Page excerpt start

Think-tank calls for China-Japan hotline to avoid conflict

Japan says it challenged Chinese jets about 200 times in last three months in disputed sea

A group of inhabited islands known as Senkaku, or Diaoyu, that are at the centre of an ongoing dispute between China and Japan. PHOTO: REUTERS

Chinese military activity is escalating in the East China Sea, Japan has said, as a global think-tank called in a new report for a hotline between the two countries to avoid conflict in the contested waters.

Admiral Katsutoshi Kawano, chief of Japan's Self-Defence Forces, said yesterday that Japanese air force jets had scrambled about 200 times to counter Chinese jets from April to last month, up from 114 times in the same period last year.

The two countries are embroiled in a dispute over islets in the waterway known as Diaoyu to the Chinese and Senkaku to the Japanese. There is also an overlap in the exclusive economic zones that the two sides claim as each can claim 200 nautical miles from their coast but the sea spans only 360 nautical miles. The islets fall within the overlap.

Tensions have risen in recent years over Japan's purchase of some of the islets in 2012 and China's establishment of an air defence identification zone in the area in 2013 that overlaps Japan's. Both sides have also been enhancing their military capabilities in the sea.

Against this backdrop, a hotline will be key as a first step towards establishing a wider crisis management mechanism to avoid conflict in the East China Sea, the International Crisis Group (ICG) said in a 21-page report yesterday.

  • 'Tokyo's meddling angers Beijing'

  • China is angry at what it sees as Japan "meddling" in the South China Sea, which might complicate ties between the two countries, a think-tank said yesterday.

    The International Crisis Group (ICG) said Japan is not a claimant in the South China Sea but has been "one of the most vocal critics of China's actions" in the waterway.

    China has competing territorial claims in the resource-rich South China Sea with four Asean states including Vietnam and the Philippines, and a separate dispute with Japan over the Diaoyu/Senkaku isles in the East China Sea.

    Japan is reportedly worried that China has been escalating its activity in the East China Sea in response to Tokyo pledging aid to Vietnam and the Philippines.

    In its foray into the South China Sea, Japan has argued that it has vital strategic, economic and political interests in the region, the ICG noted.

    It said: "By emphasising the importance of rule of law... Japan frames China's role in that dispute as posing as great a risk to international norms as its South China Sea actions."

    Walter Sim

Working-level talks on a crisis management mechanism, which have been held on and off since 2007, resumed in January last year.

But "behind the scenes, (the talks were) beginning to stall" over the scope of the mechanism.

Page excerpt end

**Objectives:**
a) Can you quote the hotline article word for word, everything from "Japan says it" down to "period last year."?
b) Can you answer these questions from the hotline article?
(i) About how many times did Japanese air force jets scramble to counter Chinese jets from April to last month?
(ii) How many nautical miles does the sea span?
(iii) Since what year have working-level talks on a crisis management mechanism been held on and off?

Provided material start

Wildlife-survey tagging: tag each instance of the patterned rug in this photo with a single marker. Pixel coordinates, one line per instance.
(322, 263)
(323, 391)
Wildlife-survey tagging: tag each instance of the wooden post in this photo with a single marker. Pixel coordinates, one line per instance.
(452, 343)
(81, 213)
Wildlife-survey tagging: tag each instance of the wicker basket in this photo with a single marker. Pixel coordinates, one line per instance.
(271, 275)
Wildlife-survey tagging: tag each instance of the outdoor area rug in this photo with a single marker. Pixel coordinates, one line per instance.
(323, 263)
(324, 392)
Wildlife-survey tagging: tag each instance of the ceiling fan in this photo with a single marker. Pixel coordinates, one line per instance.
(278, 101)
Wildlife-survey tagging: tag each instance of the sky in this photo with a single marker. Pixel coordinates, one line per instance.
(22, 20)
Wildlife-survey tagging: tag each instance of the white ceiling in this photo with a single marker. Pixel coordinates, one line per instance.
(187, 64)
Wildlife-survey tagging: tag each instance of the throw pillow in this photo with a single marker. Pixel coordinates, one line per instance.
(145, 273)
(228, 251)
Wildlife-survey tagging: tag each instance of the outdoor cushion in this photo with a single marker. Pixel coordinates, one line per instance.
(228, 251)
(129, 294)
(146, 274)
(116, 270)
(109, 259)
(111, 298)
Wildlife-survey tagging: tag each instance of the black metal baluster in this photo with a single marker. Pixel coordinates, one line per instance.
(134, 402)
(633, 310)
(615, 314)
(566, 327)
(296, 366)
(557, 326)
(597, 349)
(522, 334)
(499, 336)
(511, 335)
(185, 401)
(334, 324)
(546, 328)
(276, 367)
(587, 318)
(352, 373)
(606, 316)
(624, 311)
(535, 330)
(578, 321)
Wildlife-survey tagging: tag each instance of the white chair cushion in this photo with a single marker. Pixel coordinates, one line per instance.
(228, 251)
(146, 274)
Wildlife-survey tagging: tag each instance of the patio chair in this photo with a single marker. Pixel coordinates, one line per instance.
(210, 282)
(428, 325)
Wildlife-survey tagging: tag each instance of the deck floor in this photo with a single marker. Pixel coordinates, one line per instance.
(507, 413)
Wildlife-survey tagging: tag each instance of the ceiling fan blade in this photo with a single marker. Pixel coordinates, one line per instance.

Provided material end

**Set of answers:**
a)
Japan says it challenged Chinese jets about 200 times in last three months in disputed sea

A group of inhabited islands known as Senkaku, or Diaoyu, that are at the centre of an ongoing dispute between China and Japan. PHOTO: REUTERS

Chinese military activity is escalating in the East China Sea, Japan has said, as a global think-tank called in a new report for a hotline between the two countries to avoid conflict in the contested waters.

Admiral Katsutoshi Kawano, chief of Japan's Self-Defence Forces, said yesterday that Japanese air force jets had scrambled about 200 times to counter Chinese jets from April to last month, up from 114 times in the same period last year.

b)
(i) About 200 times.
(ii) 360 nautical miles.
(iii) 2007.